• VERKEN HET MATERIAAL
1. Geef bij elke bewering aan of die overeenkomt met de tekst over het Europees Spoorwegbureau, met ja of nee en de doorslaggevende woorden uit die tekst letterlijk geciteerd. (a) Het debat en de stemming vonden op dezelfde dag plaats. (b) Het Parlement heeft het voorstel van de commissie regionaal beleid, vervoer en toerisme gewijzigd. (c) Het Bureau zal toezicht houden op de veiligheid van het spoor.
2. Typ uit de tekst over het Europees Spoorwegbureau het stuk over vanaf "EP wil bijzondere" tot en met "te kunnen stellen.".
3. Schrijf de tekst over het Europees Spoorwegbureau verder, te beginnen na de laatste zin.

EP wil bijzondere bevoegdheden voor Europees Spoorwegbureau
Gilles SAVARY (PES, F)
Voorstel voor een verordening tot oprichting van een Europees Spoorwegbureau
Doc.: A5-0441/2002
Procedure : Medebeslissing, eerste lezing
Debat : 14 januari 2003
Stemming : 14 januari 2003
Verslag aangenomen
Het voorstel van de commissie regionaal beleid, vervoer en toerisme wordt ongewijzigd aangenomen. Het Parlement steunt het voorstel van de Europese Commissie om een Europees Spoorwegbureau op te richten. Dit Bureau zal worden belast met de begeleiding van de werkzaamheden ter verwezenlijking van de technische interoperabiliteit van de communautaire spoorwegen. Daarnaast zal het Bureau toezien op de handhaving van het hoge veiligheidsniveau van het spoor. Interoperabiliteit van de spoorwegen is noodzakelijk om de nationale spoorwegmarkten open te kunnen stellen.

• FRAGMENTEN UIT DATASET
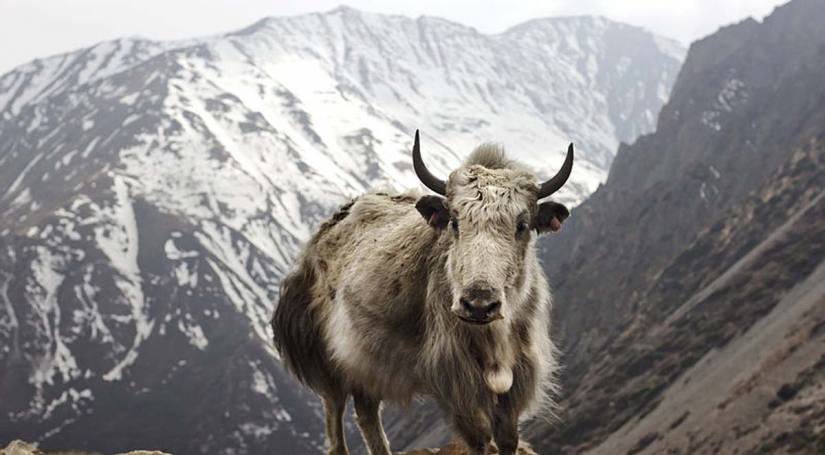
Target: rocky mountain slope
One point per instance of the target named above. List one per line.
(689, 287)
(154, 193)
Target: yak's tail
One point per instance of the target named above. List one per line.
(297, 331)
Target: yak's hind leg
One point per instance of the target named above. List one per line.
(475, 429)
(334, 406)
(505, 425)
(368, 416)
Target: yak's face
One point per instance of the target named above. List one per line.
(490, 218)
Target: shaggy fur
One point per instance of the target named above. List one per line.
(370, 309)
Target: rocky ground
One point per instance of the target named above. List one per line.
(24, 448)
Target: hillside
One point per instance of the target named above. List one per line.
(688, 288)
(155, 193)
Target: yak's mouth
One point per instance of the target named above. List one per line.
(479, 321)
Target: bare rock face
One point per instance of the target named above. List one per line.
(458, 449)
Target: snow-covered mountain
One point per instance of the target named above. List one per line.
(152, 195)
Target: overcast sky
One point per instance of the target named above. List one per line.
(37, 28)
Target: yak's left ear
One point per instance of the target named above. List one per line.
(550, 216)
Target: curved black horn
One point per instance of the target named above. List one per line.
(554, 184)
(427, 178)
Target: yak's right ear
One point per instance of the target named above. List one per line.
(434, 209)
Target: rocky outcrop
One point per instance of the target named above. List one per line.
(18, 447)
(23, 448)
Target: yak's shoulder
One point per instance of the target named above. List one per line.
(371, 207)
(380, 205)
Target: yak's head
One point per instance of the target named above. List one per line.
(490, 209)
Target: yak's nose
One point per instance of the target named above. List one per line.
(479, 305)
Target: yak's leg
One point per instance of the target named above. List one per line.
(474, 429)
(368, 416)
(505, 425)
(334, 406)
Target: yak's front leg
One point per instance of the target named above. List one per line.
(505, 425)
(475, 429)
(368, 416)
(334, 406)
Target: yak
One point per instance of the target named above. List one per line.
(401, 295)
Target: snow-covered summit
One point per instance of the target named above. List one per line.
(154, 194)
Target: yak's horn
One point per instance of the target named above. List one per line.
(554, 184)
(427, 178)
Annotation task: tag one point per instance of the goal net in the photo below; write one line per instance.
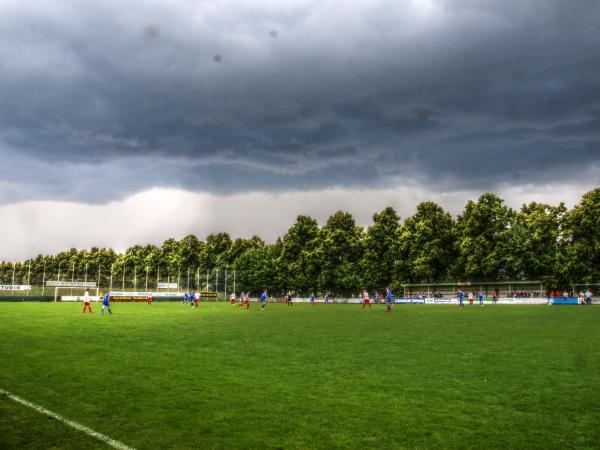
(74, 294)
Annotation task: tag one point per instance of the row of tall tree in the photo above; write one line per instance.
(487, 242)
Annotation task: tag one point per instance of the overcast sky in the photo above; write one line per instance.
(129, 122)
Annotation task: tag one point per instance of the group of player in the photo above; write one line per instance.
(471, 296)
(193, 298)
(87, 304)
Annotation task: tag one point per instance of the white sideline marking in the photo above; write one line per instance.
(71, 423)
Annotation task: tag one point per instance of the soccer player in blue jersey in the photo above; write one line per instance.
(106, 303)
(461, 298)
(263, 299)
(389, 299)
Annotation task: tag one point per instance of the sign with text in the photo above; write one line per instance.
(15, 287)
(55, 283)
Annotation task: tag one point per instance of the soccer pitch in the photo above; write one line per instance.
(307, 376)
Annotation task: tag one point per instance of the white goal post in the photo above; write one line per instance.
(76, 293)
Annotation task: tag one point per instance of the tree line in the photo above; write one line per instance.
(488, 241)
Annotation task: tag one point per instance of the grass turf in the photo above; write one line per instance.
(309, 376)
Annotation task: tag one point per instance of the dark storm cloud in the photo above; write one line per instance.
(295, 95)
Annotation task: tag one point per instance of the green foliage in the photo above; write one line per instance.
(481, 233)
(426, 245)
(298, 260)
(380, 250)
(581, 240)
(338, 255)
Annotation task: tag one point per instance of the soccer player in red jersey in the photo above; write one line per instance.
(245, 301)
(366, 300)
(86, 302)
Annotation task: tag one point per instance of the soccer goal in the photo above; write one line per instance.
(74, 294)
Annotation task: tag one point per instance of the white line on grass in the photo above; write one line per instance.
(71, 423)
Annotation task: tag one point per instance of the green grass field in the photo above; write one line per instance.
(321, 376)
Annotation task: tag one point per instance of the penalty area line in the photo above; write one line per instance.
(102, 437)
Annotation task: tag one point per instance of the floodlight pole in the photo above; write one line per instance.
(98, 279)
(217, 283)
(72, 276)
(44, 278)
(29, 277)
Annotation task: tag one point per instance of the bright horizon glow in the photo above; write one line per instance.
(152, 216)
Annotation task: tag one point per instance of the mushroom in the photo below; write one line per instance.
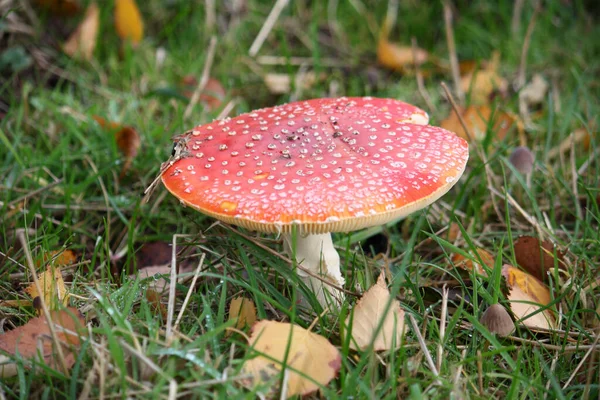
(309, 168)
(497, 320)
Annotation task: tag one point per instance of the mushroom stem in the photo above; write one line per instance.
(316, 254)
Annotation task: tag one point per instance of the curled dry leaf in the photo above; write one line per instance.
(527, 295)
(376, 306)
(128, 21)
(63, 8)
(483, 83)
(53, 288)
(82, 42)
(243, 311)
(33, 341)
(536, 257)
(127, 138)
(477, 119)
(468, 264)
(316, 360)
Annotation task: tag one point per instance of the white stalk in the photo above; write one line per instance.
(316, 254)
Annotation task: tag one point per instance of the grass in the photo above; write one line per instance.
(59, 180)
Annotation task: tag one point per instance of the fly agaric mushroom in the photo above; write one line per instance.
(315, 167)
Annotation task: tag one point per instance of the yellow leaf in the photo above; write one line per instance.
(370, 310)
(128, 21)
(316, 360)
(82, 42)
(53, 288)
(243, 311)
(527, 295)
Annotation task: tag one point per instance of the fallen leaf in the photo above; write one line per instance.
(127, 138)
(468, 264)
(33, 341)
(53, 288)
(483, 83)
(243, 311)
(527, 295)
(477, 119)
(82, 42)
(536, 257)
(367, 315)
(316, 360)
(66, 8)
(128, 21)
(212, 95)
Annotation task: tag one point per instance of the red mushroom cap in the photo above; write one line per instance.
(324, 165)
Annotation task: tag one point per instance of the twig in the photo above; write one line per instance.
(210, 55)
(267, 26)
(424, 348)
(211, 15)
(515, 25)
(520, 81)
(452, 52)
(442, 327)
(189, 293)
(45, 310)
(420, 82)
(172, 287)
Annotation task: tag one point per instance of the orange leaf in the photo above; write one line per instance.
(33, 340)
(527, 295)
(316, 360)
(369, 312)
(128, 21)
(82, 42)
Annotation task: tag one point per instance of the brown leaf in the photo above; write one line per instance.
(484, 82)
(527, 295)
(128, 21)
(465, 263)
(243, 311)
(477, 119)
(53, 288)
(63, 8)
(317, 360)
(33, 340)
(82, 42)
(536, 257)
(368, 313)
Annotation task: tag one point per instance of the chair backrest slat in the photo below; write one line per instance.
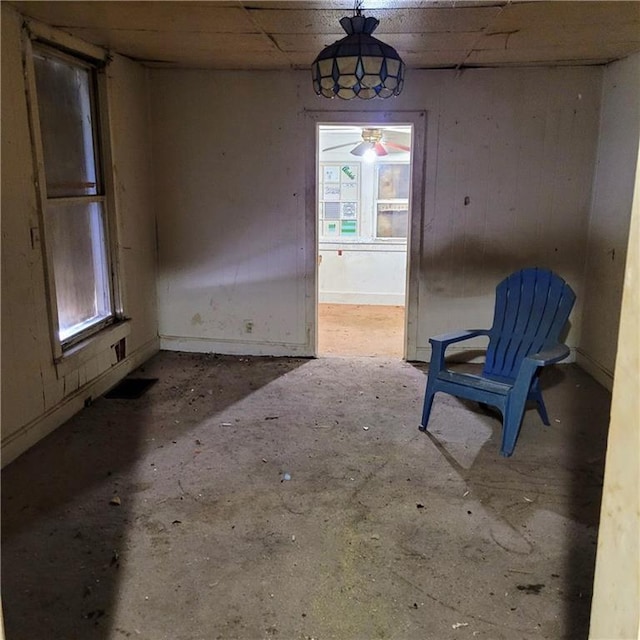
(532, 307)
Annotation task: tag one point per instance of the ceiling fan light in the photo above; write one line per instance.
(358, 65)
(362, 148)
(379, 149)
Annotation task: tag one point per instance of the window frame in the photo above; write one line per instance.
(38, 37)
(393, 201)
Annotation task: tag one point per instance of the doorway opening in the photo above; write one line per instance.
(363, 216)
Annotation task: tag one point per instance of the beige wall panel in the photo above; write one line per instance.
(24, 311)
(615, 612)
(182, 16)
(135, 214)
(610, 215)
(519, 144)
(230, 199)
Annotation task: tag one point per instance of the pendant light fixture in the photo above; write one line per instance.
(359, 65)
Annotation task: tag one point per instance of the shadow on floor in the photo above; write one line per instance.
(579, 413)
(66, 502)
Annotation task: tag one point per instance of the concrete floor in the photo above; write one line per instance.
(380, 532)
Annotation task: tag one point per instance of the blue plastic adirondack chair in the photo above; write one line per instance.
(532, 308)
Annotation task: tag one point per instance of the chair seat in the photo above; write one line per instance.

* * *

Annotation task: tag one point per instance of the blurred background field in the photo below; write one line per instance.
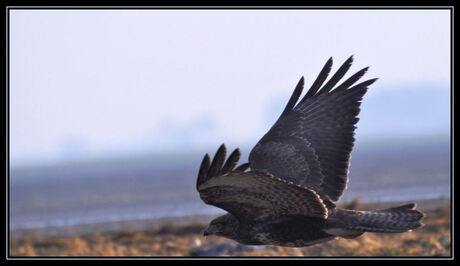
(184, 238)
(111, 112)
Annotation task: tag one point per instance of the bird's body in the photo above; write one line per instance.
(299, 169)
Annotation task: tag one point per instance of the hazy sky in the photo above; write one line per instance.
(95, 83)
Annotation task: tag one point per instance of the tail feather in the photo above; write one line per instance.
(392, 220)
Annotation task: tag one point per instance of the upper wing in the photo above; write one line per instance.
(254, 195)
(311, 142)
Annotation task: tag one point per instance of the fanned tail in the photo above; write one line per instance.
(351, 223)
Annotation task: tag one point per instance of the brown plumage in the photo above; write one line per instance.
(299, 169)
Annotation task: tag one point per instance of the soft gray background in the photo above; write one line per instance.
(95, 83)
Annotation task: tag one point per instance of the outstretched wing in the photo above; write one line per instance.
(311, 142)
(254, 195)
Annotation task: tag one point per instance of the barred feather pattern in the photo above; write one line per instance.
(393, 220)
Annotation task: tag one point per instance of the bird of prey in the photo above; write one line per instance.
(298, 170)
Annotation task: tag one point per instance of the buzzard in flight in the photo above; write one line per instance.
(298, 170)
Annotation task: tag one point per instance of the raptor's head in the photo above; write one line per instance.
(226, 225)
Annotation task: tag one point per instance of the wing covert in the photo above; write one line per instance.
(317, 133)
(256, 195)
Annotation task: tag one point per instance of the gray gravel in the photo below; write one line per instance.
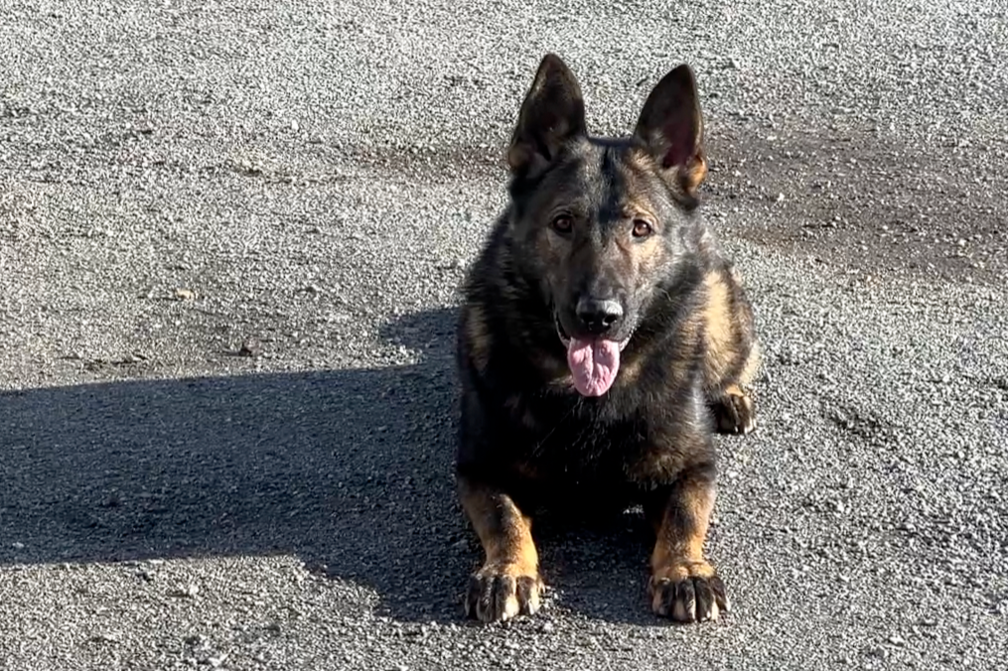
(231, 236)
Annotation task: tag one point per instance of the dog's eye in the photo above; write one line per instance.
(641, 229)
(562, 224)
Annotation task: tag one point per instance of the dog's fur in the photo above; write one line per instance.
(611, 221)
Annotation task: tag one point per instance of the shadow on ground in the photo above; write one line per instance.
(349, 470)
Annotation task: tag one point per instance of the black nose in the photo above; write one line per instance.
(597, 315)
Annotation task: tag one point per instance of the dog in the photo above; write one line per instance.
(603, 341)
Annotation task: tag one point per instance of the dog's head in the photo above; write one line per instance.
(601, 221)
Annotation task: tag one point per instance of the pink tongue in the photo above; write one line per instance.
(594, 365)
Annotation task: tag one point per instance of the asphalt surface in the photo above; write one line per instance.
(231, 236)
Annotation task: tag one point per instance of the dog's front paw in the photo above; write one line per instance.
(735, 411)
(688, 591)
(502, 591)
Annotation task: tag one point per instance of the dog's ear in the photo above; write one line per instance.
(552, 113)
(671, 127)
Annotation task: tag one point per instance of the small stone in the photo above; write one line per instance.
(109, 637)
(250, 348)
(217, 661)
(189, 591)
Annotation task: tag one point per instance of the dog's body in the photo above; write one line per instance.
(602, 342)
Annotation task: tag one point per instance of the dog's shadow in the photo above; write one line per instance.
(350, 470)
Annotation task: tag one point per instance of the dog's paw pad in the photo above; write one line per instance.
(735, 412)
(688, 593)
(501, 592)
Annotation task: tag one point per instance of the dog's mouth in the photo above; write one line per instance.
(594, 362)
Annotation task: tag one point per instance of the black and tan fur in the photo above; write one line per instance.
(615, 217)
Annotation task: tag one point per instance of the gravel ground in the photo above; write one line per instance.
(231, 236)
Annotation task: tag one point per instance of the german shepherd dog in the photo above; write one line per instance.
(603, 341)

• OEFENRESULTATEN
1.
(a) Ja: "Debat : 14 januari 2003" en "Stemming : 14 januari 2003".
(b) Nee: "Het voorstel van de commissie regionaal beleid, vervoer en toerisme wordt ongewijzigd aangenomen."
(c) Ja: "Daarnaast zal het Bureau toezien op de handhaving van het hoge veiligheidsniveau van het spoor."

2.
EP wil bijzondere bevoegdheden voor Europees Spoorwegbureau
Gilles SAVARY (PES, F)
Voorstel voor een verordening tot oprichting van een Europees Spoorwegbureau
Doc.: A5-0441/2002
Procedure : Medebeslissing, eerste lezing
Debat : 14 januari 2003
Stemming : 14 januari 2003
Verslag aangenomen
Het voorstel van de commissie regionaal beleid, vervoer en toerisme wordt ongewijzigd aangenomen. Het Parlement steunt het voorstel van de Europese Commissie om een Europees Spoorwegbureau op te richten. Dit Bureau zal worden belast met de begeleiding van de werkzaamheden ter verwezenlijking van de technische interoperabiliteit van de communautaire spoorwegen. Daarnaast zal het Bureau toezien op de handhaving van het hoge veiligheidsniveau van het spoor. Interoperabiliteit van de spoorwegen is noodzakelijk om de nationale spoorwegmarkten open te kunnen stellen.

3.
Het Parlement bepaalt dat het Bureau exclusieve bevoegdheid krijgt voor de taken die het krijgt toegewezen. Dat wil zeggen dat gebruikmaking van soortgelijke bevoegdheden door de lidstaten wordt uitgesloten. Daarnaast richt het EP binnen het Bureau twee raadgevende comités op, om aanbevelingen te doen op het gebied van de veiligheid en om de prestaties op dat gebied te beoordelen. In deze comités zijn de nationale instanties vertegenwoordigd die belast zijn met de veiligheid van het spoor. Om garant te kunnen staan voor de veiligheid wordt het Bureau bovendien bevoegd om de minimale kwalificaties en de vereiste opleidingen voor bestuurders van spoormaterieel vast te stellen.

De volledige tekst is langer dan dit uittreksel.